[Location identification items]
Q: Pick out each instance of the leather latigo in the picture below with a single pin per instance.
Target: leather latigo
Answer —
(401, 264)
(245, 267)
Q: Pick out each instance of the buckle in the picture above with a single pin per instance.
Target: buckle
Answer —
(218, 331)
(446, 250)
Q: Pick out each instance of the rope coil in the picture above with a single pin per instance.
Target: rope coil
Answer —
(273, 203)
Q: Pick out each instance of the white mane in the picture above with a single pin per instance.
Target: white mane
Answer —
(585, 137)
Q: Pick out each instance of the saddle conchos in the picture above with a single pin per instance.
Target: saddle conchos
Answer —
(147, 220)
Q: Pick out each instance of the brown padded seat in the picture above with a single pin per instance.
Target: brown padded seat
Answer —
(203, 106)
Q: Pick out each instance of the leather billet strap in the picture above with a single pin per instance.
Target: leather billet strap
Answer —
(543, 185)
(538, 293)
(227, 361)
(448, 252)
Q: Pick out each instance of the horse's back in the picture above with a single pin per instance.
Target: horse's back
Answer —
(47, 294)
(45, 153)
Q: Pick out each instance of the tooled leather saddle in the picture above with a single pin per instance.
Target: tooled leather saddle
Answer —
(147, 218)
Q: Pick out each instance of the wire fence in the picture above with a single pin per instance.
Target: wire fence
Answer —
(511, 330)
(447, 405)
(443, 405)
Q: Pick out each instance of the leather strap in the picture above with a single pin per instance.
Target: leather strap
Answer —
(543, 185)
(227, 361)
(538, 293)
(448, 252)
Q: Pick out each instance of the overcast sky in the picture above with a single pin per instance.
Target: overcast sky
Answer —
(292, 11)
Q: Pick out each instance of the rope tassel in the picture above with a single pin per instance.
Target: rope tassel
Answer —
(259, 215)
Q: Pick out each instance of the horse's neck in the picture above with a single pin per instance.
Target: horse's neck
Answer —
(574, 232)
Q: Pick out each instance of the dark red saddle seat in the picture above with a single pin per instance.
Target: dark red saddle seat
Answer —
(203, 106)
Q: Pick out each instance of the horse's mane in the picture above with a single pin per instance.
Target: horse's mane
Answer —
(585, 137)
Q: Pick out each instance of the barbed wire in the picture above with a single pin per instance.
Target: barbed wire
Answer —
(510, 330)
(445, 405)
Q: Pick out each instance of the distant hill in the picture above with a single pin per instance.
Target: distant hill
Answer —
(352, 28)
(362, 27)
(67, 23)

Exercise » Copy all of the items above without changing a single character.

Result below »
Q: Pick out each instance of the leather latigo in the picture below with a single pin per instance.
Target: leather latigo
Answer —
(401, 264)
(245, 267)
Q: Pick out each instance of the buckle in the picture above with a single pin per instance.
Target: buckle
Answer —
(218, 331)
(446, 250)
Q: Pick out each instance of the rope coil in the picture above with a single pin per instance.
Target: rope coil
Answer —
(273, 203)
Q: Pick out each instance of the white mane in the picture above with a single pin per instance.
Target: white mane
Answer —
(585, 137)
Q: Pick out each instance of the saddle conchos in the picture above with a single pin per instance.
Target: saddle conchos
Answer —
(147, 220)
Q: Pick out each instance of the brown padded seat in the picture above with a single pin per instance.
Target: brown padded seat
Answer —
(203, 106)
Q: Pick out each instance of the leather billet strap in the picture above with a single pin per instance.
Target: leather billet strap
Answer —
(543, 185)
(538, 293)
(227, 361)
(448, 252)
Q: Pick out each instance of the horse's back in the picture above with a single pin per instance.
Target: horse's back
Answer —
(47, 294)
(45, 153)
Q: Pick out each instance of the tooled leather saddle in the picture above with a single pin per instance.
Target: tooled leather saddle
Answer —
(147, 218)
Q: Pick out each instance of the wire fence in the picture above with a single pin per instance.
Target: wire fence
Answer —
(511, 330)
(447, 405)
(443, 405)
Q: Pick out each instance of the leather strap in the picture above with a single pin per instance.
Target: leather strap
Answer —
(543, 185)
(227, 361)
(538, 293)
(448, 252)
Q: Pick out each instance of the overcast sky in the picture above with a single pin per instance.
Target: overcast sky
Answer —
(292, 11)
Q: Pick out each instance of the rope tassel in the picture above with a single pin per instance.
Target: rope tassel
Answer —
(259, 215)
Q: Pick out each instance of the horse's neck in the picture above with a single pin per instance.
Target: horse's neck
Answer —
(574, 232)
Q: Pick out each instance of the dark red saddle seat in the picture above with a single pin per instance.
Target: dark red saddle seat
Answer —
(203, 106)
Q: Pick out each instance of the horse's mane in the picture above with a single pin per instance.
Target: horse's mane
Answer —
(585, 137)
Q: Pick out each instance of the barbed wire in the picture above with a single pin per instance.
Target: barbed wire
Answer —
(510, 330)
(445, 405)
Q: Pick out each instance of the distant hill in the picture above with a single pin per instance.
Target: distant hill
Answer —
(352, 28)
(362, 27)
(67, 23)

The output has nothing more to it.